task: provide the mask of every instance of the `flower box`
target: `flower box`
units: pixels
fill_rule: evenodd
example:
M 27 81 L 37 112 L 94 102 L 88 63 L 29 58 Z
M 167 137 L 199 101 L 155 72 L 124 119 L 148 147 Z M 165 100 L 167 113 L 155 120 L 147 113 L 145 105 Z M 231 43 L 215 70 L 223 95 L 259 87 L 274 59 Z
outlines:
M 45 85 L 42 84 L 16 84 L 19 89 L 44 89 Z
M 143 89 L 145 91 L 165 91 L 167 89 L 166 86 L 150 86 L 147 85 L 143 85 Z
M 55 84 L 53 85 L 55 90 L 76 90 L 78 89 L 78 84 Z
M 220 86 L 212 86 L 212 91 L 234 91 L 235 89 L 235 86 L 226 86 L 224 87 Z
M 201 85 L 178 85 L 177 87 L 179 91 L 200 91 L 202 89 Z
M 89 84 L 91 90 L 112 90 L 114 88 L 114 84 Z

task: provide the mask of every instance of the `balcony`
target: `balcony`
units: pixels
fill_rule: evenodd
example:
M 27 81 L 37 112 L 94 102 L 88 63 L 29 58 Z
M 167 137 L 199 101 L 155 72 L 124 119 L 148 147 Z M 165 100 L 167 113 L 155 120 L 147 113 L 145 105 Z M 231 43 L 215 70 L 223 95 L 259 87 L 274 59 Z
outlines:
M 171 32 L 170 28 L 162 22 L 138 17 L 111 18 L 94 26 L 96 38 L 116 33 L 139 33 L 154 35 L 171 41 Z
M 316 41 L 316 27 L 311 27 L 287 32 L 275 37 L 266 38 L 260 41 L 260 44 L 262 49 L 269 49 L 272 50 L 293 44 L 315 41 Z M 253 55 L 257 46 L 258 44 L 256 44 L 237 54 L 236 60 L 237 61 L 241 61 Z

• _Written exercise_
Reproduce all of the lines above verbatim, keeping every character, space, and line break unchanged.

• _Result_
task: provide the mask of every instance of the `flower box`
target: `flower box`
units: pixels
fill_rule: evenodd
example:
M 27 81 L 37 112 L 94 102 L 88 63 L 29 58 Z
M 167 137 L 199 101 L 155 72 L 124 119 L 148 147 Z M 165 100 L 167 113 L 155 120 L 147 113 L 145 105 Z M 231 43 L 215 70 L 223 95 L 259 87 L 274 59 Z
outlines:
M 45 85 L 42 84 L 16 84 L 19 89 L 44 89 Z
M 143 89 L 145 91 L 165 91 L 167 89 L 166 86 L 150 86 L 147 85 L 143 85 Z
M 55 84 L 53 85 L 55 90 L 76 90 L 78 89 L 78 84 Z
M 220 86 L 212 86 L 212 91 L 234 91 L 235 89 L 235 86 L 226 86 L 224 87 Z
M 201 85 L 178 85 L 177 87 L 179 91 L 200 91 L 202 89 Z
M 89 84 L 91 90 L 112 90 L 114 88 L 114 84 Z

task: provide the mask of every instance of the `balcony`
target: `balcony`
units: pixels
fill_rule: evenodd
example:
M 27 81 L 37 112 L 94 102 L 88 63 L 29 58 Z
M 167 137 L 199 101 L 155 72 L 124 119 L 148 147 Z M 165 100 L 167 113 L 155 120 L 147 113 L 145 105 Z M 231 43 L 215 70 L 223 95 L 259 87 L 274 59 Z
outlines:
M 171 32 L 170 28 L 162 22 L 138 17 L 111 18 L 94 26 L 96 38 L 116 33 L 139 33 L 154 35 L 171 41 Z
M 316 41 L 316 27 L 311 27 L 287 32 L 275 37 L 266 38 L 260 41 L 260 44 L 262 49 L 269 49 L 272 50 L 293 44 L 315 41 Z M 253 55 L 257 46 L 258 44 L 256 44 L 237 54 L 236 60 L 237 61 L 241 61 Z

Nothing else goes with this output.